Rows from a pointing dataset
+--

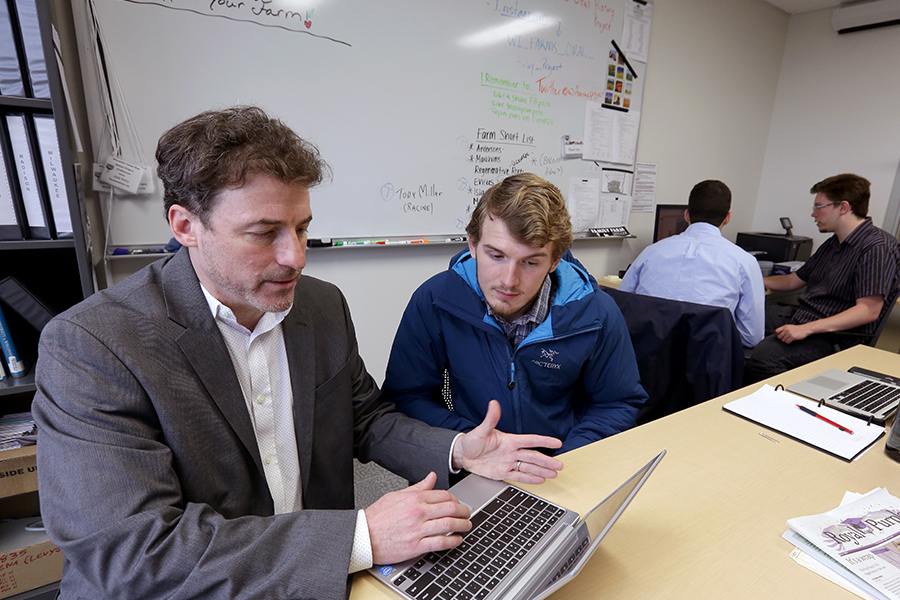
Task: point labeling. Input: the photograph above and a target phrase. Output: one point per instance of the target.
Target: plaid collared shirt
(519, 329)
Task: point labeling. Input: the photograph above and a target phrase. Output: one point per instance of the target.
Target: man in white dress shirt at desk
(701, 266)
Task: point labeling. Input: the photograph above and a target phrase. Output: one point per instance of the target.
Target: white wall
(836, 111)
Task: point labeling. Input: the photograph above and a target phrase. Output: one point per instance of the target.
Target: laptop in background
(862, 393)
(520, 545)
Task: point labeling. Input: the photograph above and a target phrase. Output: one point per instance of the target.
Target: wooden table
(708, 522)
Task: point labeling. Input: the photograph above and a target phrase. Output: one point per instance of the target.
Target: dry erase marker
(8, 350)
(829, 421)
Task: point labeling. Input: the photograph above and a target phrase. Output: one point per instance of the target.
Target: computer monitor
(669, 221)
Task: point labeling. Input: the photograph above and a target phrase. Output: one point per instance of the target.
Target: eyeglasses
(821, 206)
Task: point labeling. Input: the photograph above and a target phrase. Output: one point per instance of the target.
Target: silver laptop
(520, 545)
(862, 393)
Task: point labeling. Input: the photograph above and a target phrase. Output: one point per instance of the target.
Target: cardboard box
(18, 471)
(28, 559)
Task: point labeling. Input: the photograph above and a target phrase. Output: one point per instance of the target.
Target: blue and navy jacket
(574, 377)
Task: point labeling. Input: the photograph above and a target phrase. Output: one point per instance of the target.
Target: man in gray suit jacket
(198, 420)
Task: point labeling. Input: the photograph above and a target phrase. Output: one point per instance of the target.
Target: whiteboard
(418, 107)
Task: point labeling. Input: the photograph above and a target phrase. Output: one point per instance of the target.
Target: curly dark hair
(220, 149)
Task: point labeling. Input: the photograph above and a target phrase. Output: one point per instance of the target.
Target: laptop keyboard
(868, 396)
(502, 533)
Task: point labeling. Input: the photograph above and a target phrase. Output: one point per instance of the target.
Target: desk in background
(708, 523)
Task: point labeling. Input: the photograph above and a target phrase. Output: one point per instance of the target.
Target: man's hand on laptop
(412, 521)
(497, 455)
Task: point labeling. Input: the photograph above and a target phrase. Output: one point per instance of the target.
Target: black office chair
(841, 340)
(686, 353)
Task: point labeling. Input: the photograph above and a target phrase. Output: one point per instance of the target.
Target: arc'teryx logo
(548, 356)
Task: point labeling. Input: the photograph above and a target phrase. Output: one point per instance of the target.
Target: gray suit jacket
(150, 476)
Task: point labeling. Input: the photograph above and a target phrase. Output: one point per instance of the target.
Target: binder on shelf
(48, 142)
(19, 298)
(10, 219)
(38, 226)
(10, 71)
(33, 44)
(7, 346)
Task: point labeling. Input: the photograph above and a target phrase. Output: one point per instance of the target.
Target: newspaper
(863, 536)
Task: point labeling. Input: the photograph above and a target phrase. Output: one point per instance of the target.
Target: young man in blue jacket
(515, 320)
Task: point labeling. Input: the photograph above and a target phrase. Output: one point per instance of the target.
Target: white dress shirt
(701, 266)
(260, 362)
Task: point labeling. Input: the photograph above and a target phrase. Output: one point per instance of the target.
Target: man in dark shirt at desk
(847, 281)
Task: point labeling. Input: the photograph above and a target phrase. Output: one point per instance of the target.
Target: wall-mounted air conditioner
(865, 14)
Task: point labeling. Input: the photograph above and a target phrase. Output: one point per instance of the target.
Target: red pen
(815, 414)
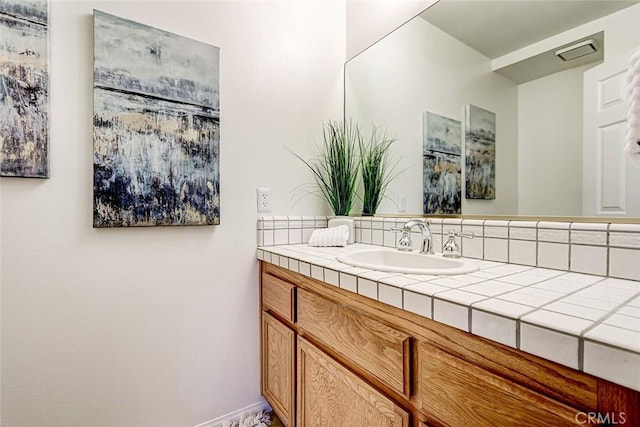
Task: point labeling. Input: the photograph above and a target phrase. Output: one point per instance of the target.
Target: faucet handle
(451, 248)
(404, 244)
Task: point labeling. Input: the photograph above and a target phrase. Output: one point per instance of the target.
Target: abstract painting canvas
(480, 153)
(156, 127)
(441, 155)
(24, 88)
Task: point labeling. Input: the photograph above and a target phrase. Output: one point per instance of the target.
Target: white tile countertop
(586, 322)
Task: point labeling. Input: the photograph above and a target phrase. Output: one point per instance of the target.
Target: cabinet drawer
(277, 296)
(364, 342)
(458, 393)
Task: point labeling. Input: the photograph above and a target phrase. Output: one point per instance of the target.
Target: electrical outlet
(402, 202)
(264, 199)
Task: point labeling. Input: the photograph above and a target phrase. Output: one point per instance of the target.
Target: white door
(611, 183)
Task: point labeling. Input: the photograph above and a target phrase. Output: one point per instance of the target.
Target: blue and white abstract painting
(24, 88)
(480, 153)
(156, 127)
(441, 160)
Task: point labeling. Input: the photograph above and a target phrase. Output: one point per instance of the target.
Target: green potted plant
(377, 169)
(335, 169)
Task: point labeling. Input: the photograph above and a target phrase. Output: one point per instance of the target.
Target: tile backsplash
(593, 248)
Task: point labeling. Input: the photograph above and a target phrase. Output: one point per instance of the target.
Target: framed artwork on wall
(156, 127)
(24, 88)
(480, 153)
(441, 160)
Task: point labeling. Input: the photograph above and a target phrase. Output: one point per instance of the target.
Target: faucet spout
(427, 237)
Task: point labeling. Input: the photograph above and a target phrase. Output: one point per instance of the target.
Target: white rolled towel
(632, 147)
(333, 236)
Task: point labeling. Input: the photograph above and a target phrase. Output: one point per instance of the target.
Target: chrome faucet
(404, 244)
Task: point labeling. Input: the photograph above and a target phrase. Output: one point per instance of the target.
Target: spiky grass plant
(335, 169)
(377, 167)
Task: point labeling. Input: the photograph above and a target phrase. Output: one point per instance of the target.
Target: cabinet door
(454, 392)
(331, 395)
(363, 341)
(278, 368)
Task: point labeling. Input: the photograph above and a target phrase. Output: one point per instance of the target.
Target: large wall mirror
(559, 122)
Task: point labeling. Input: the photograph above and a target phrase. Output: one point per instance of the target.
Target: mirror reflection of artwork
(441, 159)
(24, 88)
(156, 127)
(480, 153)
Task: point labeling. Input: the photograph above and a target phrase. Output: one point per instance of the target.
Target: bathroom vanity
(333, 357)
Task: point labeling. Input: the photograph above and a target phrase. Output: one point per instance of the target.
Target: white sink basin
(393, 260)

+--

All of the lines above should be printed exactly, minus the pictures.

Task: point labeling. Input: the photograph above and a target phrase. Output: one point per instance of the target.
Target: plaid collared shirt
(519, 329)
Task: point labeling. Input: the photograph above and a target phrase. Output: one point per instance of the target.
Target: man in white dress shirt at desk
(701, 266)
Task: point labeling. Input: the photograph above and a target phrase. Output: one point per instance of the target.
Target: white wall
(836, 111)
Task: point labeling. Input: the photograph above and a target phrase. Output: one point per instance of the target.
Target: laptop in background
(862, 393)
(520, 545)
Task: point labeling. Input: the photograph above and a target phrase. Output: one point per instance of the target.
Target: wooden table
(708, 522)
Task: point labeling. Input: the photograph above and a target phrase. Output: one point per instance of the target.
Target: dry erase marker
(8, 350)
(829, 421)
Task: point labeling. Input: the photograph above and a target phrase. Output: one point per instance of the target.
Target: computer monitor
(669, 221)
Task: point labeling. Input: the photograph above and a target phrase. Output: one point per instance of the target.
Target: eyeglasses
(821, 206)
Task: point labeling. Input: the photograph above and a target phrase. Output: one point per instance of the target.
Target: silver laptop
(520, 545)
(862, 393)
Task: point labeling. Input: the photograph above and a target phrase. Output: one point per instance of the target.
Target: cardboard box
(18, 471)
(28, 559)
Task: point labeling. Input: the photograph above and a target phrase. Output: one point per instance of the target.
Target: blue and navy jacket
(574, 377)
Task: point labeling. Input: the photograph above and a target phrase. Output: one point per instance of the target.
Target: man in gray suit jacket
(198, 420)
Task: point labeling. Input: the photograph above and a target phrase. Output: one point per instance of the target.
Target: whiteboard
(418, 107)
Task: point labeling. Input: the photograph above and a target phrase. Output: one point per instance of the target.
Target: curly dark hair
(220, 149)
Task: point labeling. Input: the photograph above and a target phrase. Output: one point per instance of the target.
Target: laptop keyboard
(868, 396)
(502, 533)
Task: point labeling. Input: the photograph above and a target phrase. Output: one point per instance of the target.
Target: desk in background
(708, 523)
Task: point labeling. Input: the photograph above and a target phrase. Output: one point per instance of the target.
Target: man's hand on laptop
(412, 521)
(497, 455)
Task: point labeling. Input: the photograph above and a target phrase. Output: one point per instance of the target.
Target: black office chair
(841, 340)
(686, 353)
Task: point labeling. Input: the photograph above and a target phrase. Output: one point per instance of the target.
Target: arc'teryx logo
(548, 356)
Task: point labeling. Input: the photograph above and a target phrase. Output: one point per instance of the target.
Target: gray suit jacket
(150, 476)
Task: point labeling. Input: the photograph above and a target phrase. Output: one point per instance of the target.
Target: binder on shelf
(48, 142)
(19, 298)
(10, 219)
(38, 226)
(10, 71)
(33, 44)
(7, 346)
Task: point labeling. Input: the photograph above and a target phrase. Output: one point per instance of the target.
Target: newspaper
(863, 536)
Task: point labeling. Input: the photograph above and a target phrase. Output: one point per instance of the target.
Target: young man in blue jacket
(515, 320)
Task: point labeling. Input: the photograph above and a target phrase. Output: one point per instance of the target.
Target: white dress shirt
(701, 266)
(260, 362)
Task: point labeling. Input: the photograph above and a target phrase. Output: one point per instance of the target.
Target: man in dark shirt at desk
(847, 281)
Task: point labeling. Input: the photograph above and a target phrase. Output: one point per instance of the target.
Target: wall-mounted air conditioner
(865, 14)
Task: point labeling. Input: the photograph above and a target phrase. Output: one point per instance of the target.
Target: red pen
(815, 414)
Task: point labeling. Input: the photograph above and a target phrase. Output: one point per instance of the target.
Target: faucet handle
(451, 248)
(404, 244)
Task: point labeling. Input: the photograph above and a target phrase. Output: one point per instance of the target.
Target: abstract painting canvas
(480, 153)
(156, 127)
(441, 155)
(24, 88)
Task: point labeling. Input: the photograph above and a target phrase. Output: one point per instance of the target.
Target: white tile countertop
(586, 322)
Task: point labeling. Input: the photograph above and a target phrase. Output: one point per instance of the target.
Target: cabinet drawer
(277, 296)
(364, 342)
(458, 393)
Task: point labeling. Input: the photograph above and a target phrase. Output: one point per instance of the target.
Target: electrical outlet
(402, 202)
(264, 199)
Task: point labeling. Input: the photograph above and a target phrase. Output: one point per instance of the target.
Target: white door
(611, 183)
Task: point labeling. Input: the photograph above and a target phrase. Output: one point per instance of the target.
Target: blue and white abstract painting
(24, 88)
(480, 153)
(156, 127)
(441, 160)
Task: point labeling. Input: the photograph above and a target phrase. Output: one point per instance of the target.
Target: green potted plant
(377, 169)
(335, 169)
Task: point labeling. Input: the photograph above and a target phrase. Output: one point per instance of the target.
Target: tile backsplash
(593, 248)
Task: point labeling. Input: the photograph above and a target phrase. Output: one point per instance of the target.
Target: framed artwork on wall
(156, 127)
(24, 88)
(480, 153)
(441, 160)
Task: point labeling. Input: the photograph above and a target phrase. Output: one point per instance of the target.
Target: faucet spout
(427, 237)
Task: point labeling. Input: the photograph above and a target phrase. Output: one point per instance of the target.
Target: white rolled towel
(632, 147)
(333, 236)
Task: point labeling. Input: the photograph above and a target phrase. Output: one point per instance of the target.
Target: chrome faucet
(404, 244)
Task: point labeling. Input: the photograph above and a target phrase. Output: one point per instance of the target.
Target: spiky grass plant
(335, 169)
(377, 167)
Task: point labeling. Input: the photograph above and a target phrase. Output: one point per instance of the target.
Target: cabinet door
(454, 392)
(331, 395)
(363, 341)
(278, 368)
Task: point labeling. Input: the photograph above and a target phrase. Output: one point per instance of the target.
Target: large wall mirror
(559, 122)
Task: point labeling. Input: the photograph above and a target phrase. Output: one point per instance of the target.
Target: mirror reflection of artwork
(441, 159)
(24, 88)
(156, 127)
(480, 153)
Task: point labeling. Input: the photograph above and a target phrase. Output: one point per instance of the target.
Target: bathroom vanity
(333, 357)
Task: point labeling. Input: the photograph above and a target phrase. Output: one point per instance of the target.
Target: white sink basin
(393, 260)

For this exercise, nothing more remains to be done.